-- Source data follows --
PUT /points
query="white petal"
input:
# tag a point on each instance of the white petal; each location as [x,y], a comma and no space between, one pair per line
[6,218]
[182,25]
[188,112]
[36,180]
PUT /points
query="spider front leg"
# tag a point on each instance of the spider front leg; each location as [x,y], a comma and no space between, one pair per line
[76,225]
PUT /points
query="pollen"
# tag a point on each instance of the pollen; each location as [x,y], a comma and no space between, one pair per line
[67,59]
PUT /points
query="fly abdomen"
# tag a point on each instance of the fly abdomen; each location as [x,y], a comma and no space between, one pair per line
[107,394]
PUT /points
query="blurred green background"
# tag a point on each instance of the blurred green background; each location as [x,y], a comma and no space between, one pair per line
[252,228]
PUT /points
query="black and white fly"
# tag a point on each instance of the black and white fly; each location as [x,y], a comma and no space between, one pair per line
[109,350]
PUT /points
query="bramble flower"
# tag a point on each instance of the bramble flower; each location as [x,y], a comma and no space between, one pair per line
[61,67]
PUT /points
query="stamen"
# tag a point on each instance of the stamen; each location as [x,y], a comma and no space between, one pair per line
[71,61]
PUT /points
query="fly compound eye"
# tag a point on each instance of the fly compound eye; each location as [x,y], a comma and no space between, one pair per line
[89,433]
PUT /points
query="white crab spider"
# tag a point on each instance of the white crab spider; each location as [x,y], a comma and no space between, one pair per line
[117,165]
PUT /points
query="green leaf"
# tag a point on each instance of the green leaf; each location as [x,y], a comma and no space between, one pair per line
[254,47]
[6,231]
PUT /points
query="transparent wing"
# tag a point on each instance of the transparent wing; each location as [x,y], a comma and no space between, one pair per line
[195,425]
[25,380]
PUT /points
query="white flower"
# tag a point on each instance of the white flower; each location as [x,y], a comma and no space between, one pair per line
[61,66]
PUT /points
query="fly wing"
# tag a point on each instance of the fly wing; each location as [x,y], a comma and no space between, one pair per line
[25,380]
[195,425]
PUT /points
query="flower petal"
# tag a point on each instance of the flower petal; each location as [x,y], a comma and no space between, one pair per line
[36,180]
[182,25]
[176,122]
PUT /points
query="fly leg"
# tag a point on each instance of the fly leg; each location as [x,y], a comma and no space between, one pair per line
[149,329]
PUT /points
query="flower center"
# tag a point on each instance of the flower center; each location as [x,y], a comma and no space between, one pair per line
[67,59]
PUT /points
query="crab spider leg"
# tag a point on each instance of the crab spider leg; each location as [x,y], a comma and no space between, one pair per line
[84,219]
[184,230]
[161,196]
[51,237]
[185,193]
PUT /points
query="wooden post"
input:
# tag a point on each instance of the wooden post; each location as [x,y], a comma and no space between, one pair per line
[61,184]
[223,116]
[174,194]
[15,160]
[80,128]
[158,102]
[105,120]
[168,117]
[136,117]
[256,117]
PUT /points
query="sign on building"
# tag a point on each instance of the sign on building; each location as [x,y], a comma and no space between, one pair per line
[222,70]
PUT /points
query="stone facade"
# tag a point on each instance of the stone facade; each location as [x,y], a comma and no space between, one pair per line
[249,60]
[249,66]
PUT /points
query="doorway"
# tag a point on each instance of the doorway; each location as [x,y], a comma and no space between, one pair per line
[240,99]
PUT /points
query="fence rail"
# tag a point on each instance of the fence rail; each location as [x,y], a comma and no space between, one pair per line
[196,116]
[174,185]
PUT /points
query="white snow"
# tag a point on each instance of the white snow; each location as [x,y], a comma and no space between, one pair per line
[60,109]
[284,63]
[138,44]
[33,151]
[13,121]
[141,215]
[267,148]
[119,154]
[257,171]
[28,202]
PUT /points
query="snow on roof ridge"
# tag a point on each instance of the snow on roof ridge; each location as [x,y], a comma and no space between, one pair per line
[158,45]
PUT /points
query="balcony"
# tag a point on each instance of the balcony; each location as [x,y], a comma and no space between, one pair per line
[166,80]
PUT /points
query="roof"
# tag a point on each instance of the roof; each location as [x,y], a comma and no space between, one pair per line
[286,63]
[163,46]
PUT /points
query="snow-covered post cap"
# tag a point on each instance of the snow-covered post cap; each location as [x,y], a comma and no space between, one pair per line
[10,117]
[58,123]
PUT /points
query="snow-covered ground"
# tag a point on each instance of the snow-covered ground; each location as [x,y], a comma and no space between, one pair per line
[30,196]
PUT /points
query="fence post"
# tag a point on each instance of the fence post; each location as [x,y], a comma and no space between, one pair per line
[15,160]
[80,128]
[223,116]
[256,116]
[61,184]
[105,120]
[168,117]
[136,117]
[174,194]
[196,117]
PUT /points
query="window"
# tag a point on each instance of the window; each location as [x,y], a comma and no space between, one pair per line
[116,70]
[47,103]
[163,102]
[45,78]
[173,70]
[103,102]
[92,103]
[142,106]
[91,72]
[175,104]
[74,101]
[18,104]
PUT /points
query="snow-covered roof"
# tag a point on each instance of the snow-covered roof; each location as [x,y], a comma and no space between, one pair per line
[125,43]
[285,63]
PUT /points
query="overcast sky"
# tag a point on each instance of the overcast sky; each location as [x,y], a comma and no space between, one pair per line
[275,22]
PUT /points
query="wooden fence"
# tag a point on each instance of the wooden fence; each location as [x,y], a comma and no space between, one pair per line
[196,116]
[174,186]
-- Source data concluded --
## Instructions to follow
Please write out the entries exactly, keeping every line intact.

## Answer for the task
PUT /points
query="white petal"
input:
# tag a point on each instance of the white petal; each location as [x,y], a comma and no space between, one pair per line
[6,218]
[182,25]
[188,112]
[36,180]
PUT /points
query="spider front leg"
# tag a point on each instance of the spider front leg; each location as [x,y], a comma and no space between, one pair per line
[76,225]
PUT /points
query="pollen"
# tag a point on each instance of the pollen; each location as [x,y], a comma and no space between, one pair per line
[67,59]
PUT /points
query="fly abdomen"
# tag a point on each instance of the fly abdomen; each location as [x,y], a comma and no space between, one pair per line
[107,394]
PUT /points
query="blurred green background"
# tag a point on each instance of the blurred green background; each location as [x,y], a comma and no space between, one pair per line
[252,228]
PUT /points
query="black and white fly"
# tag a point on each instance of the black and white fly; each location as [x,y], a comma and no space between, one pair per line
[109,350]
PUT /points
query="bramble flower"
# tag a point on each instance of the bramble flower; each location as [x,y], a comma and no space between, one pair per line
[61,67]
PUT /points
query="stamen"
# tag a point on each instance of the stamen; each location as [x,y], a comma and no space between, one pair per line
[71,61]
PUT /points
query="fly compound eye"
# tag a point on each instance of the fly compound eye; each location as [x,y], a comma and no space between, one pair per line
[89,433]
PUT /points
query="white crab spider"
# tag a point on each instance of the white crab spider; each location as [x,y], a comma and no space between, one pair per line
[117,165]
PUT /points
query="green leaf"
# tag a point on each instance of the green leaf; each location as [x,y], a comma and no space between, one pair per line
[254,47]
[6,231]
PUT /points
query="transparent wing"
# tag a point on each instance of the transparent wing; each location as [x,y], a comma and no space between, one pair per line
[195,425]
[25,380]
PUT /points
query="white flower"
# tag a point on each instance of the white flower; each location as [x,y], a comma and no space between, one pair per line
[61,66]
PUT /points
query="fly wing"
# tag a point on each instance of the fly wing; each location as [x,y], a comma and no space between, one pair per line
[25,380]
[195,425]
PUT /points
query="flower petal"
# tag a point on each instance of the flower petal; each location as [x,y], a comma and no space between, one pair per line
[36,180]
[182,25]
[176,122]
PUT /points
query="fly leg"
# tag a point on each instance of the fly leg; each location as [x,y], a comma and no space between, one pair per line
[149,329]
PUT /points
query="flower center"
# tag a point on each instance of the flower center; each location as [x,y], a comma and no space between, one pair per line
[67,59]
PUT /points
query="crab spider leg"
# tag a point on each instance of the crab spider leg; each location as [x,y], a comma and no space between, one pair per line
[84,219]
[184,230]
[161,196]
[51,237]
[185,193]
PUT /points
query="wooden post"
input:
# tag a point on each instance of the wooden post; each location as [x,y], a comma and no space between, one pair per line
[61,184]
[223,116]
[174,194]
[15,160]
[80,128]
[158,102]
[105,120]
[168,117]
[136,117]
[256,117]
PUT /points
query="sign on building"
# tag a point on each instance of the sign on building; each location as [x,y], a comma and no space between, one pair per line
[222,70]
PUT /points
query="stone facade"
# tag a point on each instance of the stone facade; each location as [x,y], a comma and no space between, one pair per line
[249,60]
[249,66]
PUT /points
query="doorway"
# tag a point on each instance of the doorway; each location as [x,y], a comma and no space between, one pair per line
[240,99]
PUT /points
query="fence rail"
# tag a point on each instance of the fence rail; each location as [x,y], a comma and no space between, one pair per line
[196,116]
[174,185]
PUT /points
query="white snow"
# tag a point on each instance of the white snow; each location as [x,y], a comma and no space between, one pair per line
[60,109]
[284,63]
[138,44]
[33,151]
[13,121]
[141,215]
[267,148]
[119,154]
[257,171]
[28,202]
PUT /points
query="snow on roof ridge"
# tag a point on each instance of the snow on roof ridge; each location as [x,y], a comma and no space between, one pair per line
[158,45]
PUT /points
query="balcony"
# tag a point on each instance of the balcony; each location as [x,y], a comma and no space between, one pair per line
[166,80]
PUT /points
query="roof"
# tag a point on each instance of the roof; each location as [x,y], a comma and no space between, one pair per line
[286,63]
[163,46]
PUT /points
query="snow-covered post cap"
# tag a point on each instance of the snow-covered post cap; each location as [x,y], a comma and no space between, one pair per line
[10,117]
[58,123]
PUT /points
query="snow-covered ground"
# tag a point on each instance of the snow-covered ground; each location as [x,y], a comma and no space between, one pair per line
[30,196]
PUT /points
query="fence post"
# tag a point on each instance of the fence post; each location as [x,y], a comma and no space between, one pair per line
[15,160]
[80,128]
[223,116]
[256,116]
[61,184]
[105,120]
[168,117]
[136,117]
[174,194]
[196,117]
PUT /points
query="window"
# tag a point on each instance of the window; each location as [x,y], a comma and no space between, one pair per line
[116,70]
[47,103]
[163,102]
[45,78]
[173,70]
[103,102]
[92,103]
[142,106]
[91,72]
[175,104]
[74,101]
[18,104]
PUT /points
query="snow-covered roof"
# tag a point on each instance of the snow-covered roof; each location as [x,y], a comma and no space between, one pair per line
[125,43]
[285,63]
PUT /points
query="overcast sky"
# tag a point on each instance of the overcast sky; each location as [x,y], a comma and no space between, one pair per line
[275,22]
PUT /points
query="wooden fence"
# tag a point on each instance of the wooden fence; each location as [x,y], a comma and no space between, one pair per line
[196,116]
[174,186]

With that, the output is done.